:: TEXTE FOURNI
[Crise] Comprendre et détecter les signaux faibles

Quand le coup de tonnerre éclate, il est trop tard pour se boucher les oreilles”, écrivait Sun Tzu, célèbre auteur de l’ouvrage « l’art de la guerre ». Anticiper, surtout sur le sujet des crises, c’est le défi de toutes organisations. Mais comment s'y prendre?

La crise désigne un événement ou une suite d’événements qui perturbent le fonctionnement normal d’une entité, qu’ils résultent de changements conjoncturels ou de ses caractéristiques intrinsèques. Les crises sont multiples : réputationnelle, économique, sanitaire, sécuritaire… Pour tenter de les prévenir, les ressources en veille sont essentielles, notamment pour aider à la prise de décision. Elles permettent, de penser avant la crise, et souvent de l’éviter ou à minima d’en limiter les impacts en adoptant une posture adéquate appuyée sur des informations solides. La veille rend aussi possible une remontée d'alerte efficace, qualifiant l’événement soit d’incident, soit de crise : c’est la première étape de la gestion de crise. Bien sûr, une anticipation exhaustive, de toutes les crises, est impossible, mais mener une analyse fine des signes avant-coureurs peut tout changer. Parmi ceux retrouvés dans la boîte à outils du veilleur, l’un d’entre eux a retenu notre attention en particulier : le signal faible. Celui-ci permet d’anticiper un événement bien avant l’apparition de signaux clairs les présageant distinctement.

Crise sanitaire oblige, le terme de “signal faible” est devenu récurrent dans le discours politique. Par exemple, le ministère de la santé “étudie les signaux faibles de reprise épidémique[1] ” : ainsi le nombre d’appels passés à SOS médecins, au SAMU et le nombre d’admissions à l’hôpital sont scrutés. L’entrepreneur, lui aussi, doit pouvoir anticiper et comprendre ces signaux que ce soit pour une rupture d’approvisionnement, un basculement d’opinion dans un sens défavorable chez ses consommateurs ou une grève parmi ses employés. “Gouverner, c’est prévoir”, jugeait Emile Girardin, créateur du journal LaPresse et homme politique français.

 

  1. Le signal faible au cœur de l’activité de veille

  2. La veille : un outil informationnel au service de la prise de décision

  3. Si l’on se réfère à la définition de Michael Porter, professeur d’intelligence économique à Harvard, la veille c’est avant tout  « donner la bonne information, à la bonne personne, au bon moment, pour prendre la bonne décision ». La veille apparaît donc comme un processus de collecte d'informations au service de la prise de décision. Cette définition met en exergue deux thématiques importantes de la veille : la transmission et la temporalité.
::::
→ **CONSIGNE ÉCRITE A**
Recopiez, s'il vous plaît, la partie des lignes de données qui s'ouvre avec la ligne contenant « Exercise. Point out each instance of the vintage » et va jusqu'à la fin de ces lignes, consignes comprises. Augmentez de 42 chaque coordonnée des réponses.
:: EXTRAIT DE DONNÉES
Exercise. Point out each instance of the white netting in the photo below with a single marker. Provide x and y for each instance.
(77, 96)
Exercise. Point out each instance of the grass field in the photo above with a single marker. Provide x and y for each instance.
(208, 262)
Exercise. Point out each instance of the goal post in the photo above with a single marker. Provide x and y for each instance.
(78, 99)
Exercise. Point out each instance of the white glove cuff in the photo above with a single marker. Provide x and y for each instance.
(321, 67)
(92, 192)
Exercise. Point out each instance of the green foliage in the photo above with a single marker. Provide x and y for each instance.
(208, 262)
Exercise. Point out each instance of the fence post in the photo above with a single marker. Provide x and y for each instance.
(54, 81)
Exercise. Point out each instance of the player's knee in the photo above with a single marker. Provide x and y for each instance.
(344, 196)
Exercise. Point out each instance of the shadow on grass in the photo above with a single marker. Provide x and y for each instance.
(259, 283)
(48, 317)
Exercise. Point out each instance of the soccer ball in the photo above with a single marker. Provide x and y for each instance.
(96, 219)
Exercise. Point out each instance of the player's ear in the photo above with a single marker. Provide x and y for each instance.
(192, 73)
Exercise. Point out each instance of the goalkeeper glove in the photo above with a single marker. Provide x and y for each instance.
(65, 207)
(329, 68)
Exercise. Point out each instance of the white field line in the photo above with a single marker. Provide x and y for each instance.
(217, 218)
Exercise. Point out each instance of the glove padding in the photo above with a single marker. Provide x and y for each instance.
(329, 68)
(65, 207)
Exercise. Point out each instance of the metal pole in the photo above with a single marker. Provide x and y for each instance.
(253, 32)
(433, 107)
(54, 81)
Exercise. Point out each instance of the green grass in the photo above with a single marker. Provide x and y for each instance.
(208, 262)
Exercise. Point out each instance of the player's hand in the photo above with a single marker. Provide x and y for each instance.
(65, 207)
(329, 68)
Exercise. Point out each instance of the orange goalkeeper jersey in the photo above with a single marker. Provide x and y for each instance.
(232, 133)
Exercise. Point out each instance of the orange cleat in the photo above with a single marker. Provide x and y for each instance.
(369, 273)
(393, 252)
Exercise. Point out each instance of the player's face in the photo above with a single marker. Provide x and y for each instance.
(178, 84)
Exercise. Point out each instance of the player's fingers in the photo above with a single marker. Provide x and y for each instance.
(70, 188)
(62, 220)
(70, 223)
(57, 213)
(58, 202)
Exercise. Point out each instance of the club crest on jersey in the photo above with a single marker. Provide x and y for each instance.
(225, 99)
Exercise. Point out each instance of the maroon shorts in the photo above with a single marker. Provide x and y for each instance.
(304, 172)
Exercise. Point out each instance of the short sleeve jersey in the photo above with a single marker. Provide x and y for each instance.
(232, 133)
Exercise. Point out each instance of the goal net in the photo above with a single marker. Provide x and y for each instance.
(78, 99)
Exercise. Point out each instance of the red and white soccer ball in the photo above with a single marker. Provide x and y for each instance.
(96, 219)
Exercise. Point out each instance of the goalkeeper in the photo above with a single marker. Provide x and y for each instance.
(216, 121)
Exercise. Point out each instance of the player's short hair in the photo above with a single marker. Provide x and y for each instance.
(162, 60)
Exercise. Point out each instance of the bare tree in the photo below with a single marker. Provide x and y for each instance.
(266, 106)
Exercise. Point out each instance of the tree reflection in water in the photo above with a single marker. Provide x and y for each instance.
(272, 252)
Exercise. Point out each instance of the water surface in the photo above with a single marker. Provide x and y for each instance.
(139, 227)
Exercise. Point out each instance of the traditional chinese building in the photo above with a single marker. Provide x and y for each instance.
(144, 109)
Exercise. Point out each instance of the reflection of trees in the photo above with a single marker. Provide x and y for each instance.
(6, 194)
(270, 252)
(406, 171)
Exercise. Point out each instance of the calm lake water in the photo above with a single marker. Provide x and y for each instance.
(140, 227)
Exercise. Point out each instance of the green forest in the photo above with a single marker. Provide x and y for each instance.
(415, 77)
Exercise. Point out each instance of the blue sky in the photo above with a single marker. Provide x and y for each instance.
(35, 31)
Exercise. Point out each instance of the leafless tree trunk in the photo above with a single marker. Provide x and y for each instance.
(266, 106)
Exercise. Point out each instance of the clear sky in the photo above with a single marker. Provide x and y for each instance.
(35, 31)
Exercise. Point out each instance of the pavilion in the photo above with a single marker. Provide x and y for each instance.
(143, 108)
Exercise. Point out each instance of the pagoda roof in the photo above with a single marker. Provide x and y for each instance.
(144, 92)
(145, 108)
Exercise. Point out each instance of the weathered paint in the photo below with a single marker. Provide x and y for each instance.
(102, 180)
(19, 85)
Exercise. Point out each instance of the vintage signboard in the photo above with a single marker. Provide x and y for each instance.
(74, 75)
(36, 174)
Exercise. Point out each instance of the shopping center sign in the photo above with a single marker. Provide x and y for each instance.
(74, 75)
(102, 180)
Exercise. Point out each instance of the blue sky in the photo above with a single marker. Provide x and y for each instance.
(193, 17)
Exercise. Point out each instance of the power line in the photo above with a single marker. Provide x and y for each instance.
::::
→ **CONSIGNE ÉCRITE B**
Dans le texte sur les signaux faibles, réécrivez sous forme de liste le paragraphe qui commence par « Crise sanitaire oblige », en conservant ses faits principaux.

→ **RÉSULTAT A**
Exercise. Point out each instance of the vintage signboard in the photo above with a single marker. Provide x and y for each instance.
(116, 117)
(78, 216)
Exercise. Point out each instance of the shopping center sign in the photo above with a single marker. Provide x and y for each instance.
(116, 117)
(144, 222)
Exercise. Point out each instance of the blue sky in the photo above with a single marker. Provide x and y for each instance.
(235, 59)
Exercise. Point out each instance of the power line in the photo above with a single marker. Provide x and y for each instance.

→ **RÉSULTAT B**
- Avec la crise sanitaire, le terme « signal faible » est devenu récurrent dans le discours politique.
- Le ministère de la santé étudie les signaux faibles de reprise épidémique. Il scrute le nombre d'appels passés à SOS médecins et au SAMU, ainsi que le nombre d'admissions à l'hôpital.
- L'entrepreneur doit lui aussi anticiper et comprendre ces signaux, qu'il s'agisse d'une rupture d'approvisionnement, d'un basculement défavorable de l'opinion de ses consommateurs ou d'une grève parmi ses employés.
- Emile Girardin, créateur du journal LaPresse et homme politique français, jugeait que « gouverner, c'est prévoir ».